(Object detection data)
=======
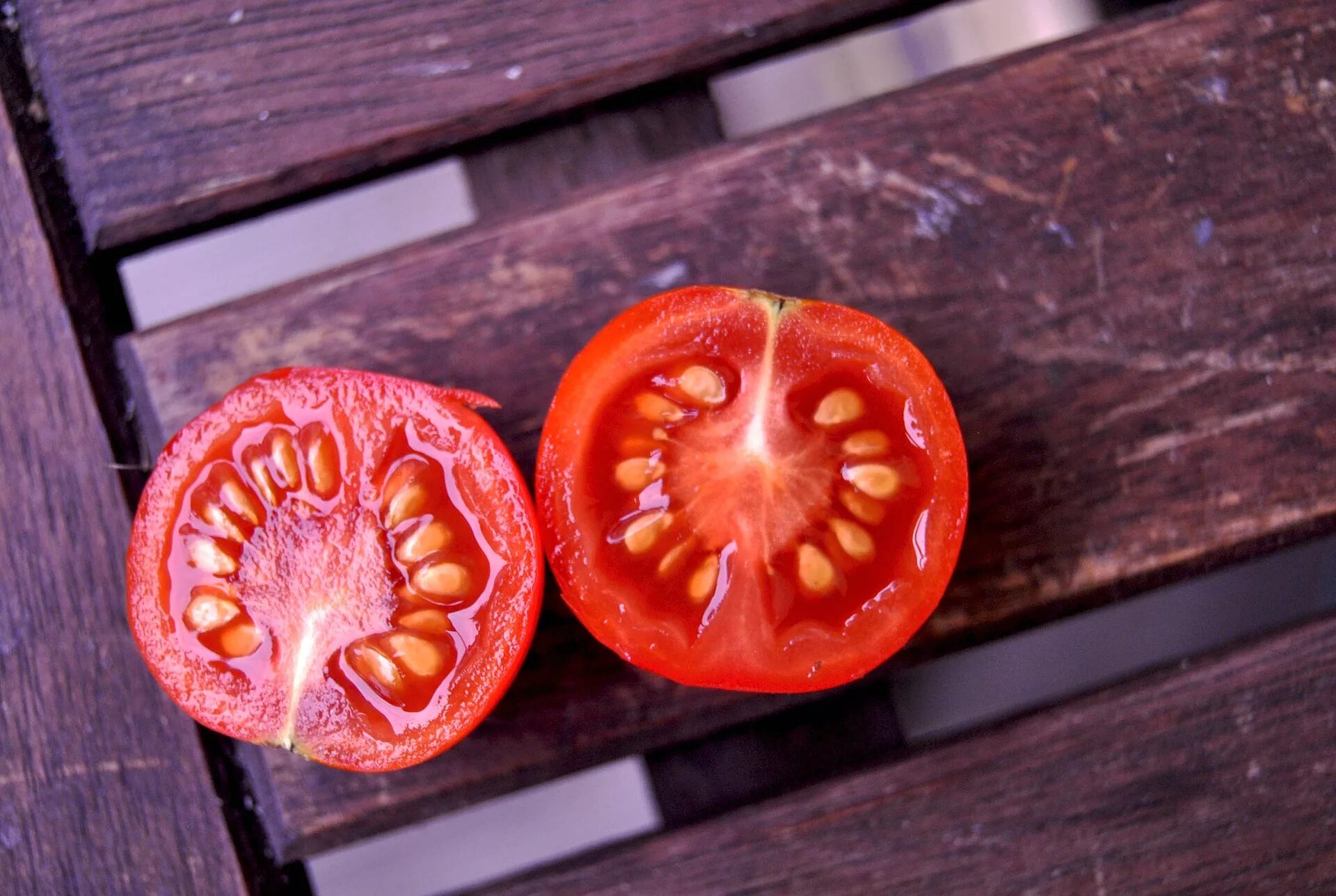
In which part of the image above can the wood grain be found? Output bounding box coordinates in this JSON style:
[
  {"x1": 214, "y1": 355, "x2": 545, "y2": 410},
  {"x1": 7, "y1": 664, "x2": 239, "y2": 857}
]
[
  {"x1": 462, "y1": 84, "x2": 724, "y2": 221},
  {"x1": 122, "y1": 0, "x2": 1336, "y2": 852},
  {"x1": 0, "y1": 89, "x2": 244, "y2": 893},
  {"x1": 488, "y1": 620, "x2": 1336, "y2": 896},
  {"x1": 19, "y1": 0, "x2": 914, "y2": 247}
]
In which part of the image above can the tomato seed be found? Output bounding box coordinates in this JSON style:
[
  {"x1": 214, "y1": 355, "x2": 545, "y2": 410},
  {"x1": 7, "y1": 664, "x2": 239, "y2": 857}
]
[
  {"x1": 844, "y1": 463, "x2": 900, "y2": 501},
  {"x1": 385, "y1": 482, "x2": 427, "y2": 529},
  {"x1": 218, "y1": 474, "x2": 260, "y2": 526},
  {"x1": 636, "y1": 392, "x2": 687, "y2": 423},
  {"x1": 296, "y1": 423, "x2": 340, "y2": 499},
  {"x1": 347, "y1": 643, "x2": 404, "y2": 690},
  {"x1": 218, "y1": 620, "x2": 264, "y2": 657},
  {"x1": 613, "y1": 456, "x2": 667, "y2": 491},
  {"x1": 269, "y1": 429, "x2": 302, "y2": 491},
  {"x1": 411, "y1": 559, "x2": 469, "y2": 597},
  {"x1": 621, "y1": 510, "x2": 672, "y2": 554},
  {"x1": 831, "y1": 520, "x2": 877, "y2": 561},
  {"x1": 385, "y1": 632, "x2": 445, "y2": 678},
  {"x1": 199, "y1": 502, "x2": 246, "y2": 541},
  {"x1": 659, "y1": 536, "x2": 696, "y2": 578},
  {"x1": 242, "y1": 446, "x2": 279, "y2": 507},
  {"x1": 687, "y1": 554, "x2": 719, "y2": 604},
  {"x1": 183, "y1": 585, "x2": 242, "y2": 632},
  {"x1": 394, "y1": 520, "x2": 452, "y2": 563},
  {"x1": 399, "y1": 610, "x2": 454, "y2": 634},
  {"x1": 812, "y1": 389, "x2": 863, "y2": 429},
  {"x1": 841, "y1": 430, "x2": 891, "y2": 456},
  {"x1": 677, "y1": 365, "x2": 726, "y2": 407},
  {"x1": 839, "y1": 489, "x2": 886, "y2": 526},
  {"x1": 186, "y1": 534, "x2": 237, "y2": 575},
  {"x1": 797, "y1": 543, "x2": 835, "y2": 594}
]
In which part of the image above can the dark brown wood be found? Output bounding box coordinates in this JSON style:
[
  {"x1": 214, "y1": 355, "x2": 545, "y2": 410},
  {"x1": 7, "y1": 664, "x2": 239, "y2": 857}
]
[
  {"x1": 489, "y1": 620, "x2": 1336, "y2": 896},
  {"x1": 463, "y1": 84, "x2": 724, "y2": 221},
  {"x1": 0, "y1": 90, "x2": 244, "y2": 893},
  {"x1": 19, "y1": 0, "x2": 915, "y2": 247},
  {"x1": 123, "y1": 0, "x2": 1336, "y2": 852}
]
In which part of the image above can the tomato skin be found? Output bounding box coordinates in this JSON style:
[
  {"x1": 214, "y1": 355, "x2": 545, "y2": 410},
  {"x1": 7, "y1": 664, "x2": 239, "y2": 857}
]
[
  {"x1": 125, "y1": 367, "x2": 543, "y2": 771},
  {"x1": 534, "y1": 286, "x2": 969, "y2": 693}
]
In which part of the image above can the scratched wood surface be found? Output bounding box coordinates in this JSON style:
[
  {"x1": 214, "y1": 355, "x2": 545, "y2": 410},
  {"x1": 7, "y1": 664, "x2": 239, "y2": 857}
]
[
  {"x1": 462, "y1": 84, "x2": 724, "y2": 221},
  {"x1": 17, "y1": 0, "x2": 906, "y2": 247},
  {"x1": 0, "y1": 90, "x2": 244, "y2": 893},
  {"x1": 122, "y1": 0, "x2": 1336, "y2": 854},
  {"x1": 488, "y1": 620, "x2": 1336, "y2": 896}
]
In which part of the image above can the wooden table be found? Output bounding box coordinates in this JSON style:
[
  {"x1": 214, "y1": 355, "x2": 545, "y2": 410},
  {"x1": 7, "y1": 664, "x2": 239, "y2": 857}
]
[{"x1": 0, "y1": 0, "x2": 1336, "y2": 893}]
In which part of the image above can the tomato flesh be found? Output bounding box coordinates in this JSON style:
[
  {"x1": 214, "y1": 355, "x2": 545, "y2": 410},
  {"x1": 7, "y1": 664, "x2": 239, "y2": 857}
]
[
  {"x1": 537, "y1": 287, "x2": 967, "y2": 691},
  {"x1": 128, "y1": 369, "x2": 541, "y2": 771}
]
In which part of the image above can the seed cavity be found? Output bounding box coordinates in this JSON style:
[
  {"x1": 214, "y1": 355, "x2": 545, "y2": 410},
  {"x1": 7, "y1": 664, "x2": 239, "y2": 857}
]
[
  {"x1": 831, "y1": 520, "x2": 877, "y2": 561},
  {"x1": 687, "y1": 554, "x2": 719, "y2": 604},
  {"x1": 841, "y1": 430, "x2": 891, "y2": 456},
  {"x1": 394, "y1": 520, "x2": 453, "y2": 563},
  {"x1": 267, "y1": 429, "x2": 302, "y2": 491},
  {"x1": 186, "y1": 534, "x2": 237, "y2": 575},
  {"x1": 613, "y1": 456, "x2": 668, "y2": 491},
  {"x1": 218, "y1": 620, "x2": 264, "y2": 657},
  {"x1": 677, "y1": 365, "x2": 728, "y2": 407},
  {"x1": 659, "y1": 536, "x2": 696, "y2": 578},
  {"x1": 621, "y1": 510, "x2": 672, "y2": 554},
  {"x1": 636, "y1": 392, "x2": 687, "y2": 423},
  {"x1": 839, "y1": 488, "x2": 886, "y2": 526},
  {"x1": 296, "y1": 423, "x2": 340, "y2": 499},
  {"x1": 218, "y1": 472, "x2": 262, "y2": 526},
  {"x1": 184, "y1": 585, "x2": 242, "y2": 632},
  {"x1": 812, "y1": 387, "x2": 863, "y2": 429},
  {"x1": 797, "y1": 543, "x2": 835, "y2": 594},
  {"x1": 199, "y1": 501, "x2": 246, "y2": 541},
  {"x1": 385, "y1": 632, "x2": 445, "y2": 678},
  {"x1": 399, "y1": 610, "x2": 454, "y2": 634},
  {"x1": 347, "y1": 641, "x2": 404, "y2": 690},
  {"x1": 844, "y1": 463, "x2": 900, "y2": 501},
  {"x1": 242, "y1": 446, "x2": 282, "y2": 507},
  {"x1": 409, "y1": 559, "x2": 469, "y2": 597}
]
=======
WRITTEN REQUEST: Copy the listing word for word, excluding its pictures.

ANSWER TO THIS PROBLEM:
In which part of the image above can the wood grain be found? Output bounding box coordinates in this JSON style:
[
  {"x1": 214, "y1": 355, "x2": 545, "y2": 410},
  {"x1": 7, "y1": 664, "x2": 239, "y2": 857}
]
[
  {"x1": 462, "y1": 84, "x2": 724, "y2": 221},
  {"x1": 122, "y1": 0, "x2": 1336, "y2": 852},
  {"x1": 0, "y1": 89, "x2": 244, "y2": 893},
  {"x1": 488, "y1": 620, "x2": 1336, "y2": 896},
  {"x1": 19, "y1": 0, "x2": 914, "y2": 247}
]
In which part of the image above can the tomato seed be found? Output bounding box coordinates in this JSON style:
[
  {"x1": 214, "y1": 355, "x2": 545, "y2": 410},
  {"x1": 7, "y1": 664, "x2": 239, "y2": 857}
]
[
  {"x1": 844, "y1": 463, "x2": 900, "y2": 501},
  {"x1": 385, "y1": 482, "x2": 427, "y2": 529},
  {"x1": 218, "y1": 474, "x2": 260, "y2": 526},
  {"x1": 636, "y1": 392, "x2": 687, "y2": 423},
  {"x1": 296, "y1": 423, "x2": 340, "y2": 499},
  {"x1": 347, "y1": 643, "x2": 404, "y2": 690},
  {"x1": 218, "y1": 620, "x2": 264, "y2": 657},
  {"x1": 613, "y1": 456, "x2": 667, "y2": 491},
  {"x1": 269, "y1": 429, "x2": 302, "y2": 491},
  {"x1": 411, "y1": 559, "x2": 469, "y2": 597},
  {"x1": 621, "y1": 510, "x2": 672, "y2": 554},
  {"x1": 831, "y1": 520, "x2": 877, "y2": 561},
  {"x1": 385, "y1": 632, "x2": 445, "y2": 678},
  {"x1": 199, "y1": 502, "x2": 246, "y2": 541},
  {"x1": 659, "y1": 536, "x2": 696, "y2": 578},
  {"x1": 242, "y1": 446, "x2": 279, "y2": 507},
  {"x1": 687, "y1": 554, "x2": 719, "y2": 604},
  {"x1": 183, "y1": 585, "x2": 242, "y2": 632},
  {"x1": 394, "y1": 520, "x2": 452, "y2": 563},
  {"x1": 399, "y1": 610, "x2": 454, "y2": 634},
  {"x1": 812, "y1": 389, "x2": 863, "y2": 429},
  {"x1": 841, "y1": 430, "x2": 891, "y2": 456},
  {"x1": 677, "y1": 365, "x2": 726, "y2": 407},
  {"x1": 839, "y1": 489, "x2": 886, "y2": 526},
  {"x1": 186, "y1": 534, "x2": 237, "y2": 575},
  {"x1": 797, "y1": 543, "x2": 835, "y2": 594}
]
In which part of the image above can the dark brown wood be found? Output bounding box coordinates in this JSON style:
[
  {"x1": 214, "y1": 355, "x2": 545, "y2": 410},
  {"x1": 7, "y1": 664, "x2": 239, "y2": 857}
]
[
  {"x1": 489, "y1": 620, "x2": 1336, "y2": 896},
  {"x1": 463, "y1": 84, "x2": 724, "y2": 221},
  {"x1": 0, "y1": 90, "x2": 244, "y2": 893},
  {"x1": 19, "y1": 0, "x2": 915, "y2": 247},
  {"x1": 123, "y1": 0, "x2": 1336, "y2": 852}
]
In which part of the image above can the tomato skin be found? Output bounding box coordinates in this JSON style:
[
  {"x1": 214, "y1": 355, "x2": 545, "y2": 410},
  {"x1": 7, "y1": 664, "x2": 239, "y2": 857}
]
[
  {"x1": 125, "y1": 367, "x2": 543, "y2": 771},
  {"x1": 534, "y1": 286, "x2": 969, "y2": 693}
]
In which part of the image above can the scratched wood surface be found? Output bounding box coordinates in this JSON style:
[
  {"x1": 214, "y1": 355, "x2": 545, "y2": 410},
  {"x1": 7, "y1": 664, "x2": 239, "y2": 857}
]
[
  {"x1": 462, "y1": 84, "x2": 724, "y2": 221},
  {"x1": 17, "y1": 0, "x2": 906, "y2": 247},
  {"x1": 0, "y1": 90, "x2": 244, "y2": 893},
  {"x1": 122, "y1": 0, "x2": 1336, "y2": 854},
  {"x1": 488, "y1": 620, "x2": 1336, "y2": 896}
]
In which part of the image above can the wooden table be found? Output bounding box coordinates in this JSON style:
[
  {"x1": 214, "y1": 355, "x2": 545, "y2": 410},
  {"x1": 7, "y1": 664, "x2": 239, "y2": 857}
]
[{"x1": 0, "y1": 0, "x2": 1336, "y2": 893}]
In which part of the image above can the tomato flesh be found? Output bounding box coordinates in this JSON style:
[
  {"x1": 214, "y1": 355, "x2": 545, "y2": 410},
  {"x1": 7, "y1": 664, "x2": 239, "y2": 857}
]
[
  {"x1": 537, "y1": 287, "x2": 967, "y2": 691},
  {"x1": 128, "y1": 369, "x2": 541, "y2": 771}
]
In which part of the image above can the seed cavity be found? Output bounding box coordinates in this JSON style:
[
  {"x1": 214, "y1": 355, "x2": 545, "y2": 410},
  {"x1": 7, "y1": 664, "x2": 239, "y2": 857}
]
[
  {"x1": 831, "y1": 520, "x2": 877, "y2": 561},
  {"x1": 687, "y1": 554, "x2": 719, "y2": 604},
  {"x1": 841, "y1": 430, "x2": 891, "y2": 456},
  {"x1": 394, "y1": 520, "x2": 453, "y2": 563},
  {"x1": 267, "y1": 429, "x2": 302, "y2": 491},
  {"x1": 186, "y1": 534, "x2": 237, "y2": 575},
  {"x1": 613, "y1": 456, "x2": 668, "y2": 491},
  {"x1": 218, "y1": 620, "x2": 264, "y2": 657},
  {"x1": 677, "y1": 365, "x2": 728, "y2": 407},
  {"x1": 659, "y1": 536, "x2": 696, "y2": 578},
  {"x1": 621, "y1": 510, "x2": 672, "y2": 554},
  {"x1": 636, "y1": 392, "x2": 687, "y2": 423},
  {"x1": 839, "y1": 488, "x2": 886, "y2": 526},
  {"x1": 296, "y1": 423, "x2": 340, "y2": 499},
  {"x1": 218, "y1": 472, "x2": 262, "y2": 526},
  {"x1": 184, "y1": 585, "x2": 242, "y2": 632},
  {"x1": 812, "y1": 387, "x2": 863, "y2": 429},
  {"x1": 797, "y1": 543, "x2": 835, "y2": 594},
  {"x1": 199, "y1": 501, "x2": 246, "y2": 541},
  {"x1": 385, "y1": 632, "x2": 445, "y2": 678},
  {"x1": 399, "y1": 610, "x2": 454, "y2": 634},
  {"x1": 347, "y1": 641, "x2": 404, "y2": 690},
  {"x1": 844, "y1": 463, "x2": 900, "y2": 501},
  {"x1": 242, "y1": 446, "x2": 282, "y2": 507},
  {"x1": 409, "y1": 559, "x2": 469, "y2": 597}
]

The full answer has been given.